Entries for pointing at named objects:
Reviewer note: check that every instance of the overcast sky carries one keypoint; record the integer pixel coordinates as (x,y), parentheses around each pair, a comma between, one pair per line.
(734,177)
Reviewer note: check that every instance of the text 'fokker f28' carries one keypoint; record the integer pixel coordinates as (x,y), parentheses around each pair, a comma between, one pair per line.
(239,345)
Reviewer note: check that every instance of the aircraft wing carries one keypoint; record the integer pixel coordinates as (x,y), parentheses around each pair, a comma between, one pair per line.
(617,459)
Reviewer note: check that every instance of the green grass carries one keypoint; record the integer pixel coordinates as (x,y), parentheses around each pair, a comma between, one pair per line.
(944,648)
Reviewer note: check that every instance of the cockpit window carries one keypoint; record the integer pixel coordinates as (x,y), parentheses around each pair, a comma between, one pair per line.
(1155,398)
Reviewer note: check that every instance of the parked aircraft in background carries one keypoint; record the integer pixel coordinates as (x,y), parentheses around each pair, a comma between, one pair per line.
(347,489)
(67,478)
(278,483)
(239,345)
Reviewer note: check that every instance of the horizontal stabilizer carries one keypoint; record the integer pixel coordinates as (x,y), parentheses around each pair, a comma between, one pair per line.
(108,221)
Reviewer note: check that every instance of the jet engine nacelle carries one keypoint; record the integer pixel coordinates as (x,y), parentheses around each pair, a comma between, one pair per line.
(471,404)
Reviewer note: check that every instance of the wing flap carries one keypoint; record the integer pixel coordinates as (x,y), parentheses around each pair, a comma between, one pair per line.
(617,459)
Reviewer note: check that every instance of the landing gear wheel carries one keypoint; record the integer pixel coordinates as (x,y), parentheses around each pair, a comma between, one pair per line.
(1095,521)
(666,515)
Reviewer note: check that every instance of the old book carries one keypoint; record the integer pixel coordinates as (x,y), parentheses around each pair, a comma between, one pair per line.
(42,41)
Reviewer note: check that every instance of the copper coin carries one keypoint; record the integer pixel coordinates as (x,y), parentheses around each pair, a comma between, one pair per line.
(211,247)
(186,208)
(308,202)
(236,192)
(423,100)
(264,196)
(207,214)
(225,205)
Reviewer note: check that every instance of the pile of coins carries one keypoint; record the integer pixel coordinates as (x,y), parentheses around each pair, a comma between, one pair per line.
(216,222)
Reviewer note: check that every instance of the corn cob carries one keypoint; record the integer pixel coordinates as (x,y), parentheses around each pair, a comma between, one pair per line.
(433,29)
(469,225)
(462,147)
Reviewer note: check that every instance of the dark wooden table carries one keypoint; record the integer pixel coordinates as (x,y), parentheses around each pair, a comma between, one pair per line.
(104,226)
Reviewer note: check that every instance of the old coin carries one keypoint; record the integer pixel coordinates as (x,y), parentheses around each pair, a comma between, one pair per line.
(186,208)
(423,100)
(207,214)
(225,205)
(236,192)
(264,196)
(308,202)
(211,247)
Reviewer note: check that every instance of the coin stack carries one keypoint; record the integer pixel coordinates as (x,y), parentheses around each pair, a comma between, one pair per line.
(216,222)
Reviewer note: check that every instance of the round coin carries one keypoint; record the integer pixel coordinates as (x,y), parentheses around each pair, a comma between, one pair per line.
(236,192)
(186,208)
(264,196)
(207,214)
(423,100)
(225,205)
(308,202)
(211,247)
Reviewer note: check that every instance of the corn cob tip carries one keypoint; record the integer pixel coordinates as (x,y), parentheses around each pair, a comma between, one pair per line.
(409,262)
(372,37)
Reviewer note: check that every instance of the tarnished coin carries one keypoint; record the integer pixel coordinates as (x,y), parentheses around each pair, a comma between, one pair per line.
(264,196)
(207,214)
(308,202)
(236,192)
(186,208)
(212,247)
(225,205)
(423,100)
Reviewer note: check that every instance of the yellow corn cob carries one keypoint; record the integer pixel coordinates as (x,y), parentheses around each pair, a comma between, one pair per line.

▸ Your task
Rewrite all of the entries above, renaming "Reviewer note" to "Annotator note" and leaving everything else unchanged.

▸ Task output
Annotator note: check that every instance of the overcast sky carries one keypoint; record the integer pixel coordinates as (x,y), parentheses around each pair, a comma between, one pair per line.
(734,177)
Annotator note: check that every instance of the text 'fokker f28' carries one keypoint; record the integer pixel coordinates as (x,y), parentheses around each pair, a comma between, one pair per line.
(239,345)
Annotator note: check that every instance of the aircraft wing carries one keypoint; record the integer pixel coordinates as (x,y), parentheses around each pair, a comma between, one pair per line.
(617,459)
Annotator note: check that every instance of the green grass carries one keypoint; record the integer pixel coordinates as (x,y), parentheses around each pair, a comma between, one pair per line.
(944,648)
Annotator note: check that every instance of the cockpit window carries one keypoint; record the integer pixel coordinates as (x,y), parentheses around each pair, a comma between, one pair per line.
(1155,398)
Annotator note: check that every instance of the parked aircraft in background carries one keypoint; record the integer pixel coordinates as (x,y), parentheses around each pair, a comma between, one pair per line.
(347,489)
(67,478)
(278,483)
(239,345)
Annotator note: check that every instance of the horizontal stabilizer carries one keypoint; record the integer pixel coordinates as (x,y), parentheses around each pair, a comma between, one pair per line.
(108,221)
Annotator note: check that every instance of the jet engine nacelle carries one keypoint; record the integer pixel coordinates as (x,y), parentheses around each pair, a comma between, one pair per line.
(471,404)
Annotator note: check that every instance of the wing flap carries one keypoint; record the integer pixel coordinates as (x,y), parentheses around each pair, a comma between, one pair per line.
(617,459)
Annotator note: check that every instance of the landing gear wheel carries one keypoint; record the integer pixel coordinates as (x,y), parentheses around each pair, a comma between, one pair per line.
(1095,521)
(666,515)
Annotator note: check that every instance of the old book carries one keypoint; record the integer pixel coordinates as (x,y), parentheses around each pair, a comma between, one pair per line.
(42,41)
Annotator note: check that every instance of the copper coin carries one keypoint; record the integer pixel coordinates as (x,y), parentheses around each pair, a comma between, one pair per line.
(211,247)
(186,208)
(308,202)
(236,192)
(423,100)
(264,196)
(207,214)
(225,205)
Annotator note: check that every instance of the pile of coins carries one keypoint; record the integer pixel coordinates as (x,y), parentheses around each pair, a comma between, one pair per line.
(216,222)
Annotator note: check that every instance of the corn cob carries one keypoint; record the integer pixel coordinates as (x,y), parentheses around each pair, a comma between, one pair per line.
(433,29)
(469,225)
(462,147)
Annotator note: check that every instance of the dark wooden table carries one keypoint; record the integer pixel coordinates as (x,y), parentheses around each pair, a comma between, one pair per line.
(104,226)
Annotator note: check that every instance of the old coin carries one keypoint; record the integer pixel coordinates as (x,y), parentheses around each pair, a comma between, one pair per line.
(186,208)
(423,100)
(207,214)
(225,205)
(236,192)
(264,196)
(308,202)
(211,247)
Annotator note: check that every instance of the coin stack carries one keypoint; record the integer pixel coordinates as (x,y), parentheses around each pair, a comma between, one pair per line.
(216,222)
Annotator note: check that every instance of the round coin carries one keypoint; record the integer pixel coordinates as (x,y), parentheses around each pair, a comma between, one pair per line.
(236,192)
(186,208)
(264,196)
(207,214)
(423,100)
(225,205)
(308,202)
(211,247)
Annotator note: check that every instance of the corn cob tip carries one keypoint; record the integer pixel coordinates as (x,y), parentheses around each pair, a comma between, one pair per line.
(409,262)
(372,37)
Annotator note: check that every instance of the tarnished coin carries one keypoint; record the integer pixel coordinates as (x,y), parentheses around each pair, a comma between, one pair per line.
(264,196)
(207,214)
(308,202)
(236,192)
(186,208)
(212,247)
(225,205)
(423,100)
Annotator note: check that every instance of the yellow corn cob carries one keypoint; record the integer pixel coordinates as (x,y), parentheses around each pair, a comma between, one pair per line.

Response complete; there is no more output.